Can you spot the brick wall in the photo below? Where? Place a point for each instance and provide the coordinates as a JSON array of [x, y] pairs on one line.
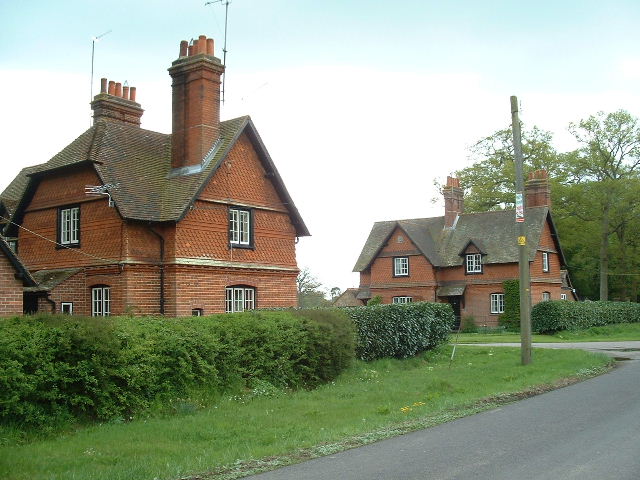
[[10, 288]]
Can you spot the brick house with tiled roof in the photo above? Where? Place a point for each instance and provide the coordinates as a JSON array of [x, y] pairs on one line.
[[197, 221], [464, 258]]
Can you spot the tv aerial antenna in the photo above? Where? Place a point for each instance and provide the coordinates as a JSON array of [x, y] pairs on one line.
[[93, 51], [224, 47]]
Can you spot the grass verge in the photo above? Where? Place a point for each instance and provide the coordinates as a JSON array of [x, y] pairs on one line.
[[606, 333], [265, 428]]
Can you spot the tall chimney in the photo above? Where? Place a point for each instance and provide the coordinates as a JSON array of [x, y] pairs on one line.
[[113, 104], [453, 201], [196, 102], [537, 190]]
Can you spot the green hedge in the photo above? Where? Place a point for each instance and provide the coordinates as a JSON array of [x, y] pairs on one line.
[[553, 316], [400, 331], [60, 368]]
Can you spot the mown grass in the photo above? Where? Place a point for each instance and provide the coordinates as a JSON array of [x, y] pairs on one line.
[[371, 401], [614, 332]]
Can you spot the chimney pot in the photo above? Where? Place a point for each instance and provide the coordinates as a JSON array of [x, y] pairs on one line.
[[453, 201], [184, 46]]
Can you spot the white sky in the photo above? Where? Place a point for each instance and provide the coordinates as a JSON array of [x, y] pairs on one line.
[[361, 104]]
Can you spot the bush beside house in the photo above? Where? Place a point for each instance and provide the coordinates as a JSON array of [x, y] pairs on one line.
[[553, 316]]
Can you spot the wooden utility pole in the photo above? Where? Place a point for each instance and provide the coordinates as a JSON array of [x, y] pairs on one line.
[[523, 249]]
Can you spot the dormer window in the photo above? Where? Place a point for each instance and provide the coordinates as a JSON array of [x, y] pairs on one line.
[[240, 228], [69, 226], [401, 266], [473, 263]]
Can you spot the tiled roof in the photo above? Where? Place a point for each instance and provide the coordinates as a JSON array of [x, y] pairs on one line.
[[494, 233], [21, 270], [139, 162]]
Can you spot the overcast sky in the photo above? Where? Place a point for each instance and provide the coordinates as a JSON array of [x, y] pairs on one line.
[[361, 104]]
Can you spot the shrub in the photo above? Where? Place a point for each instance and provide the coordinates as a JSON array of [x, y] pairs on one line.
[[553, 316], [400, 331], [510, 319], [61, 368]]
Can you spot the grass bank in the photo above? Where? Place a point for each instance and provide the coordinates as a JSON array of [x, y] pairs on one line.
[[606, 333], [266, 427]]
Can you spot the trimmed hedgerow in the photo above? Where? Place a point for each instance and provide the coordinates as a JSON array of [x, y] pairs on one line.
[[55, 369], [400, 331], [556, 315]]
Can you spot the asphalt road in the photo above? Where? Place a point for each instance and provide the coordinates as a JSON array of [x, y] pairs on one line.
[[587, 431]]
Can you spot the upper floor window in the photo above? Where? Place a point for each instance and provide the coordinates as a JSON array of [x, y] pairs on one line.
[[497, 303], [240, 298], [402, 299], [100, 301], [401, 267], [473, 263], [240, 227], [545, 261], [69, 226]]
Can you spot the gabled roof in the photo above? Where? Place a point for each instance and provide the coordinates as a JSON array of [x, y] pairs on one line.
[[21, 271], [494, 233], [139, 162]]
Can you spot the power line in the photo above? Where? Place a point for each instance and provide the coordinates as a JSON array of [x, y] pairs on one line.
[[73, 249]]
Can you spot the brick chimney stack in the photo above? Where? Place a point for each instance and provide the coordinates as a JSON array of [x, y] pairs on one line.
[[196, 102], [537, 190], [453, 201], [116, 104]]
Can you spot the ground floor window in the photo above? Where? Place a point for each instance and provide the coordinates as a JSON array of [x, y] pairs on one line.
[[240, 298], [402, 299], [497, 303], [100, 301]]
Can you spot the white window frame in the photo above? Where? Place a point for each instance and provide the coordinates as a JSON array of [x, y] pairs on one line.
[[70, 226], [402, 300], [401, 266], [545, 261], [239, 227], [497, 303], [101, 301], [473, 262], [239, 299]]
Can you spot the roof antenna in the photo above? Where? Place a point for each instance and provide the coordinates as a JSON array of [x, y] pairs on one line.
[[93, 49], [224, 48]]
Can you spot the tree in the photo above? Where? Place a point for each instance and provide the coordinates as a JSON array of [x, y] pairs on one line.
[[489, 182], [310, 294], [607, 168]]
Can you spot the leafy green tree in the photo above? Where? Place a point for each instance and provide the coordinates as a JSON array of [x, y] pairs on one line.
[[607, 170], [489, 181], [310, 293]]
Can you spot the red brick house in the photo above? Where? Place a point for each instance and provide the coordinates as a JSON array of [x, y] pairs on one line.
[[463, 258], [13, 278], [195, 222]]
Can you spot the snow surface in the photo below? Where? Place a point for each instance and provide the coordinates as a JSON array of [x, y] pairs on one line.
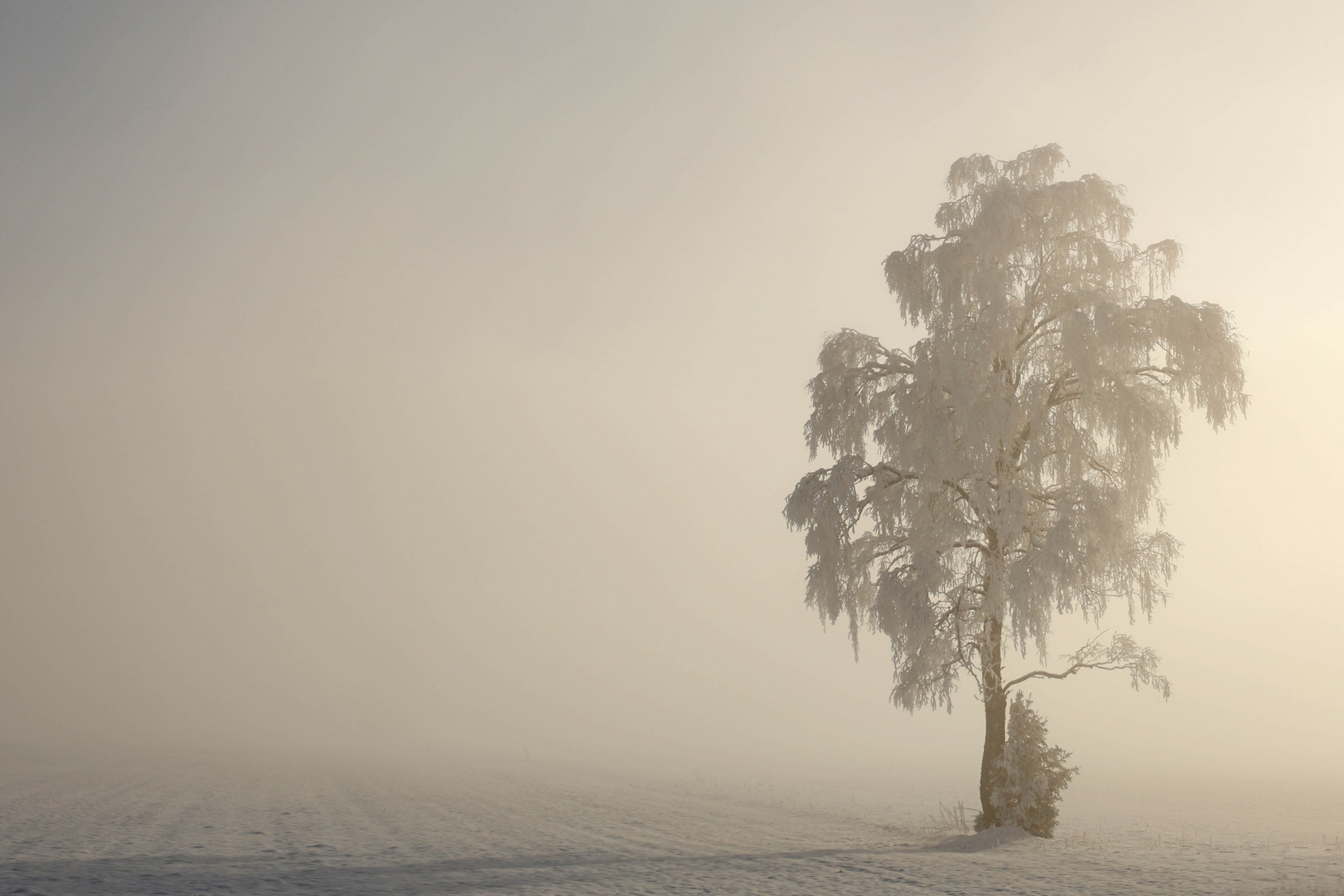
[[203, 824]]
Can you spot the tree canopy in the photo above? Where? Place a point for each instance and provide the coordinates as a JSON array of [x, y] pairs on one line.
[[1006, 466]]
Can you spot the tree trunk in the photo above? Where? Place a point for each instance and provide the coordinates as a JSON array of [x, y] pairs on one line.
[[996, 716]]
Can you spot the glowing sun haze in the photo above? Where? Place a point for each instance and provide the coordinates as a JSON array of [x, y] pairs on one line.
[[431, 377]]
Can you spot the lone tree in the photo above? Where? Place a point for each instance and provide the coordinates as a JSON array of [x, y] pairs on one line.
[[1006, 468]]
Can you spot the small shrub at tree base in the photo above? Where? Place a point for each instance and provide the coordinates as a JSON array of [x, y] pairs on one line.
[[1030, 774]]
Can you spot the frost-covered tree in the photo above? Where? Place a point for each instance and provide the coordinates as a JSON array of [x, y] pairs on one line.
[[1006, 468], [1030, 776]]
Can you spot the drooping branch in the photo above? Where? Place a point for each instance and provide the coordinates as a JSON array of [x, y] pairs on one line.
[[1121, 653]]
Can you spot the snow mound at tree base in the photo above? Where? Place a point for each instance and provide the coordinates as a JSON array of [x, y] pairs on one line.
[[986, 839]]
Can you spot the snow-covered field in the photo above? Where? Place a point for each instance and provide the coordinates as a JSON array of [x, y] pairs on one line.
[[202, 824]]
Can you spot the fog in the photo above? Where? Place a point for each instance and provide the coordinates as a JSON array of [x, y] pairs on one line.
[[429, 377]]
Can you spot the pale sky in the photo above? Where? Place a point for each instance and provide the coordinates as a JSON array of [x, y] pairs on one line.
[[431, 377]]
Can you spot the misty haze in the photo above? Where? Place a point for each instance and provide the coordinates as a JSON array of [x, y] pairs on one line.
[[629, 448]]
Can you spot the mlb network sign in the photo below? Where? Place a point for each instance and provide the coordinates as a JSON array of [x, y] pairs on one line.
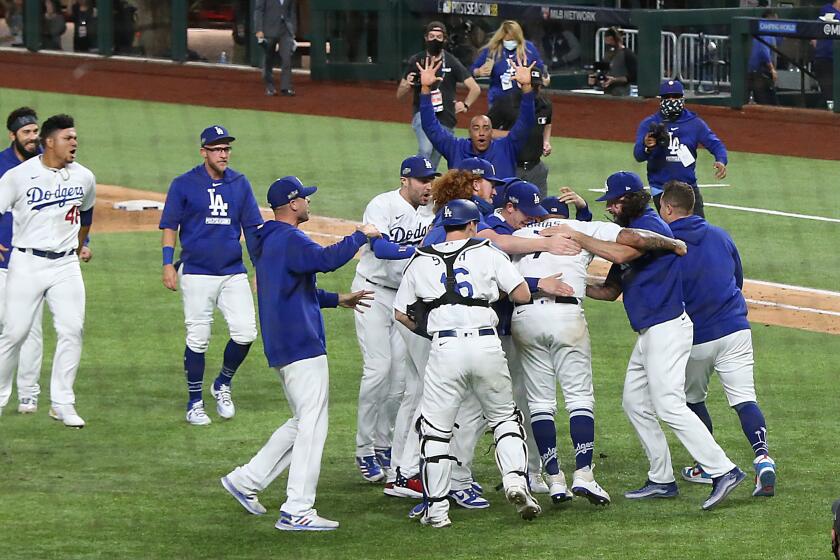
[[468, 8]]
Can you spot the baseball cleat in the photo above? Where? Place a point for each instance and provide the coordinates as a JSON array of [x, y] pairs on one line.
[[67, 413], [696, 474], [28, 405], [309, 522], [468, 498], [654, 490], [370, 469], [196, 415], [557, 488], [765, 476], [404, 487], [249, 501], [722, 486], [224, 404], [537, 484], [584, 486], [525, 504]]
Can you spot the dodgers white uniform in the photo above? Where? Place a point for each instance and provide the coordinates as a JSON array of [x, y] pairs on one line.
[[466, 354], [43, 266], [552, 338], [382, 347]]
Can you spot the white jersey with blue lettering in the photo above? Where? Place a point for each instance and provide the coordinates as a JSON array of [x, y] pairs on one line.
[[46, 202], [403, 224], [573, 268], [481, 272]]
* * * *
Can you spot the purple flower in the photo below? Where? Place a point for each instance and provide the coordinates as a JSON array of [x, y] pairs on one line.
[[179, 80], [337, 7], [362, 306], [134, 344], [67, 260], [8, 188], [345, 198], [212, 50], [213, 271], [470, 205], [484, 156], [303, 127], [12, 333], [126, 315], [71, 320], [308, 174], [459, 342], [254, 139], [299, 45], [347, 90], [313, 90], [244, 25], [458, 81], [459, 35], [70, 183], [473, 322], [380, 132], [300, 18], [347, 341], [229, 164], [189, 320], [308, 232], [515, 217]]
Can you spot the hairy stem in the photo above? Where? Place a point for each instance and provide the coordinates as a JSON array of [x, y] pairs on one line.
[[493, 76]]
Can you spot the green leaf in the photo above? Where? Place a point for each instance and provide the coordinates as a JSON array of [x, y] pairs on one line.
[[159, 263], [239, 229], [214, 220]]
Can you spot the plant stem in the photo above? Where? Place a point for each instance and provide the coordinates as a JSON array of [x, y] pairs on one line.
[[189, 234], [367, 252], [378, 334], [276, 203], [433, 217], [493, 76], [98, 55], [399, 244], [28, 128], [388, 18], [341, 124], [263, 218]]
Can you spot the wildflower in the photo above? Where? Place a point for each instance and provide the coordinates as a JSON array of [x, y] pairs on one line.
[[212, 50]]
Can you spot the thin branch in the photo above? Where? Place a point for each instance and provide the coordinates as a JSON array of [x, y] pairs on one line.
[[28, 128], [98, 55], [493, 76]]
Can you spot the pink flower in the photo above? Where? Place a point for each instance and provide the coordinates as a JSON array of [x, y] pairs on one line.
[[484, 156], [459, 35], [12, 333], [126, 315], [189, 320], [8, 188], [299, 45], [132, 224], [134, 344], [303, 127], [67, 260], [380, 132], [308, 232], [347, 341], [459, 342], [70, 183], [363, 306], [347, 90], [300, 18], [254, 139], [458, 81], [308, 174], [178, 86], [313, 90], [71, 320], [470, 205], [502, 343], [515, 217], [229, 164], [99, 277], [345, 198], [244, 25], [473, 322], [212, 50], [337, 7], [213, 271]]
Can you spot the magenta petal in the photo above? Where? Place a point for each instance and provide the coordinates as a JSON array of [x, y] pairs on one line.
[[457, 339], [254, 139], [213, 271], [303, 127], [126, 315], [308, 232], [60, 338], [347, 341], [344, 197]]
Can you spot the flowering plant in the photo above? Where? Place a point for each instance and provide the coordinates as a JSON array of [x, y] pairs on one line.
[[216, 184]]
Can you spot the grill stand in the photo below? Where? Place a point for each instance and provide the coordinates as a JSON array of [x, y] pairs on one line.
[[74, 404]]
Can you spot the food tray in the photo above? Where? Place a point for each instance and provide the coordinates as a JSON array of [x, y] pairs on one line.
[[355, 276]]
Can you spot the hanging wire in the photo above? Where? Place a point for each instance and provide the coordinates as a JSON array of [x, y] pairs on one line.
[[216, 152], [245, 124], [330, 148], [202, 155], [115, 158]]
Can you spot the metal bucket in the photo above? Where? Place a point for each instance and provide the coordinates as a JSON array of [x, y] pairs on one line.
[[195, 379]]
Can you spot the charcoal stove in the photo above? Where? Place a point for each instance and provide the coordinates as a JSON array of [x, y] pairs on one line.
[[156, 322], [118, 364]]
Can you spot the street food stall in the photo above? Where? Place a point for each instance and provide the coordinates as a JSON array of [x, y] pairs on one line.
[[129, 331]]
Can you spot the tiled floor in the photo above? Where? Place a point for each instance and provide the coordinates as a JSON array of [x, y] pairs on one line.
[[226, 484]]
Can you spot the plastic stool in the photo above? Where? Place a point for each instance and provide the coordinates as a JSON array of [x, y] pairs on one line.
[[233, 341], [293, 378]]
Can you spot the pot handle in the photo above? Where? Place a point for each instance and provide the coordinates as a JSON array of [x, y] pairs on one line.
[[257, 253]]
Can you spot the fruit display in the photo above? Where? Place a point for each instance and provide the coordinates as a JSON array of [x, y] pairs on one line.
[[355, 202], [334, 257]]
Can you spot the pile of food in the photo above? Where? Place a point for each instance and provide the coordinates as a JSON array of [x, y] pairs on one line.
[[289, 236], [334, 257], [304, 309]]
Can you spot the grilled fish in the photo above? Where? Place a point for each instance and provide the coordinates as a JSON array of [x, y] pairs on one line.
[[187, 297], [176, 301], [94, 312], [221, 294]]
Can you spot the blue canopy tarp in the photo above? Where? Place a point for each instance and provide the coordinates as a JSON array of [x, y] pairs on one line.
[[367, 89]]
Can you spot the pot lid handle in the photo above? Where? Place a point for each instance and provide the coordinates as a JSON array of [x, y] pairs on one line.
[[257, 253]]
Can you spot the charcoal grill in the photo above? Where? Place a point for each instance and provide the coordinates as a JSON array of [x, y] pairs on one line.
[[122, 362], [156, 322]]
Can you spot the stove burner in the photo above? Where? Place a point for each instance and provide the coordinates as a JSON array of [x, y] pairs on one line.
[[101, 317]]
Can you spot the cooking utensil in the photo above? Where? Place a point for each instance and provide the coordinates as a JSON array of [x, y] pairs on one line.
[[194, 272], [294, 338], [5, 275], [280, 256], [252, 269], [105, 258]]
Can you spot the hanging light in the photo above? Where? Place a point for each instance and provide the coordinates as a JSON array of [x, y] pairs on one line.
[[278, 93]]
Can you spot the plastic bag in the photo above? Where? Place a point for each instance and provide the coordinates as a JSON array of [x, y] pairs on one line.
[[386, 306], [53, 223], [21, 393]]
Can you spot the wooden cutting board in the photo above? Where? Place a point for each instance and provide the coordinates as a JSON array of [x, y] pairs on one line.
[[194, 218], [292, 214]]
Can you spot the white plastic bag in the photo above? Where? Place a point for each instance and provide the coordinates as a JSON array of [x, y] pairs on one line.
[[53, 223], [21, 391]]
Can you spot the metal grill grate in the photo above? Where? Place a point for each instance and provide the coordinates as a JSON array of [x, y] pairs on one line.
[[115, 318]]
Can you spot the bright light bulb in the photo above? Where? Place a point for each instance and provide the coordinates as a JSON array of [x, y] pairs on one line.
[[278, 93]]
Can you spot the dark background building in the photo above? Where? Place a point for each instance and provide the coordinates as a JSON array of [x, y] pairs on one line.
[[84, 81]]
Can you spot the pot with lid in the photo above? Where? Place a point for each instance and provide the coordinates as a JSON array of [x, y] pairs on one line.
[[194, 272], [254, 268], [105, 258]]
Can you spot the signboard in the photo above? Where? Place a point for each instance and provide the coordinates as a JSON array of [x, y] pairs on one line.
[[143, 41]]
* * * *
### Work to complete
Retype the listing word for word, starting with the line that contains "Can you spot the tree in" and going on through the line that contains "[[1006, 468], [1030, 776]]". Leave the pictures out of your copy.

### The completed task
Can you spot the tree in the photo above? Where? Place a point for each instance and provide the coordinates as a JSON array of [x, y] pairs on one line.
[[489, 182], [310, 294], [607, 168]]
Can you spot the leafy green tree in the photo above? Where? Place a point for each instance and provide the coordinates as a JSON array of [x, y] pairs on one line.
[[607, 170], [489, 181], [310, 293]]
Can you spot the red brick house in the photo above? Where? Place a point for each instance and provide the coordinates as a JSON array of [x, y] pairs on one line.
[[463, 258], [13, 278], [195, 222]]
Can you spot the snow surface in the photo below? Where? Place a point for each instance and provide the coordinates as a JSON array of [x, y] pairs on one line.
[[203, 824]]
Can you spot the tree canopy in the photo above? Where? Place a point for each instance and provide the coordinates as a JSON array of [x, y] pairs on one line.
[[1006, 466]]
Can you spot the tree trunk in the photo above? Where? Place a point for each instance and provide the coordinates as a JSON array of [x, y] pairs on one line.
[[996, 716]]
Can you spot the glowing sun haze in the photo above? Where? Place a point for each instance and provide the coordinates as a JSON array of [x, y] pairs on one line.
[[431, 377]]
Can you spot the lone tree in the photo above? Where? Place a point for each instance and provide the coordinates as a JSON array of [x, y] pairs on one line.
[[1006, 468]]
Can you spot the small shrub at tree base in the photo above? Where? Place a point for each instance and provide the coordinates as a JSON array of [x, y] pairs on one line.
[[1030, 774]]
Can you spot the frost-covered tree in the photo above? Where? Place a point for each instance and provide the coordinates as a JSON array of [x, y] pairs on one line.
[[1006, 468], [1030, 776]]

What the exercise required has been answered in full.